WHAT NEEDS TO BE DONE →
Copy out the Under Armour earnings article word for word, from "Under Armour just" up to and including "revenues fell 12%.".

- Under Armour slashed its outlook after disappointing third-quarter earnings.
- This has GlobalData Retail’s managing director, Neil Saunders, proclaiming that “the days of glory” are over for Under Armour.
- Still, Saunders says that the company is “not so broken that it cannot be fixed.”
Under Armour just announced its third-quarter earnings, confirming what analysts have been saying: it’s not out of the woods yet.
The company saw revenues fall 5% in the third quarter to $US1.4 billion. In North America, the region where Under Armour still does 80% of its business, revenues fell 12%.
“While our international business continues to deliver against our ambition of building a global brand, operational challenges and lower demand in North America resulted in third quarter revenue that was below our expectations,” CEO Kevin Plank said in a statement.
Neil Saunders, the managing director of research firm GlobalData, called the results “disastrous” in an analyst’s note. Saunders points to a few reasons for Under Armour’s decline in North America. It doesn’t have as deep a connection with its customers, it lost focus on its main mission, it expanded too fast into too many different kinds of retailers, and it still isn’t reaching female consumers.

DATA SECTION →
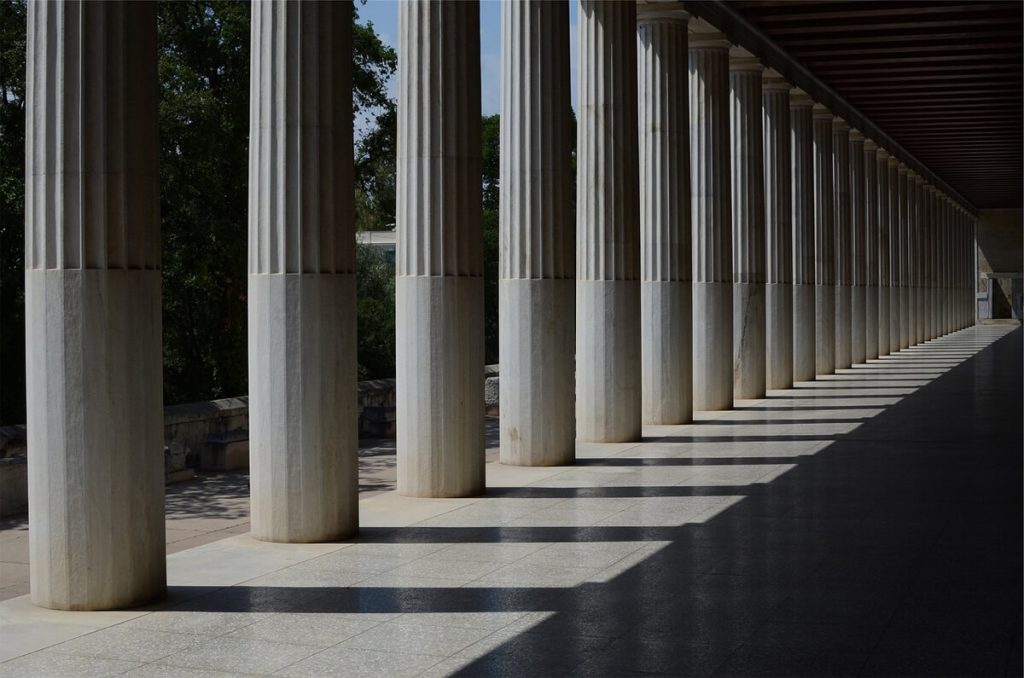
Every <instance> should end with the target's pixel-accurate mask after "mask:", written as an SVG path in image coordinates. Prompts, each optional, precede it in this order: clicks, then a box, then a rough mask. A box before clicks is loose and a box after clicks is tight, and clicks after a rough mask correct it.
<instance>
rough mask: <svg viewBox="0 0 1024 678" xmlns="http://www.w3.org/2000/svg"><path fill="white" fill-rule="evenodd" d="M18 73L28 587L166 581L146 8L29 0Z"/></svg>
mask: <svg viewBox="0 0 1024 678" xmlns="http://www.w3.org/2000/svg"><path fill="white" fill-rule="evenodd" d="M28 19H29V20H28V24H29V25H28V74H27V78H26V85H27V92H26V124H27V128H26V150H27V152H26V200H25V205H26V220H25V227H26V239H25V240H26V250H25V264H26V276H25V279H26V280H25V283H26V337H27V341H26V368H27V370H26V371H27V409H28V422H27V423H28V426H27V430H28V448H29V450H30V451H31V454H30V455H29V513H30V515H31V516H32V529H31V532H30V533H29V562H30V570H31V589H32V601H33V602H34V603H36V604H37V605H41V606H43V607H50V608H54V609H80V610H88V609H111V608H119V607H131V606H135V605H139V604H142V603H144V602H146V601H148V600H152V599H154V598H158V597H160V596H162V595H163V594H164V591H165V583H166V576H165V560H164V555H165V546H164V543H165V540H164V468H163V462H162V459H163V457H162V455H161V450H162V449H163V439H164V438H163V434H164V426H163V393H162V389H163V381H162V370H161V310H160V293H161V291H160V199H159V196H160V184H159V173H158V154H159V146H158V135H157V105H158V85H157V83H158V81H157V11H156V6H155V5H154V4H150V3H89V2H82V3H79V2H67V3H65V2H61V3H49V2H33V3H29V16H28Z"/></svg>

RESPONSE →
Under Armour just announced its third-quarter earnings, confirming what analysts have been saying: it’s not out of the woods yet.
The company saw revenues fall 5% in the third quarter to $US1.4 billion. In North America, the region where Under Armour still does 80% of its business, revenues fell 12%.